▶ [Supplied records]:
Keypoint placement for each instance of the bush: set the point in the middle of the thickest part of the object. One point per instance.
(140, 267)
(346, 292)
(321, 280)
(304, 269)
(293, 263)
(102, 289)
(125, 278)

▶ [Exercise objective]: Restate each of the records exactly, leaving nothing out.

▶ [Solution for this problem]:
Keypoint placement for each instance of the bush: set the point in the middle of the thickest part of the object. One point per instance.
(140, 267)
(346, 292)
(321, 280)
(304, 269)
(293, 263)
(102, 289)
(125, 278)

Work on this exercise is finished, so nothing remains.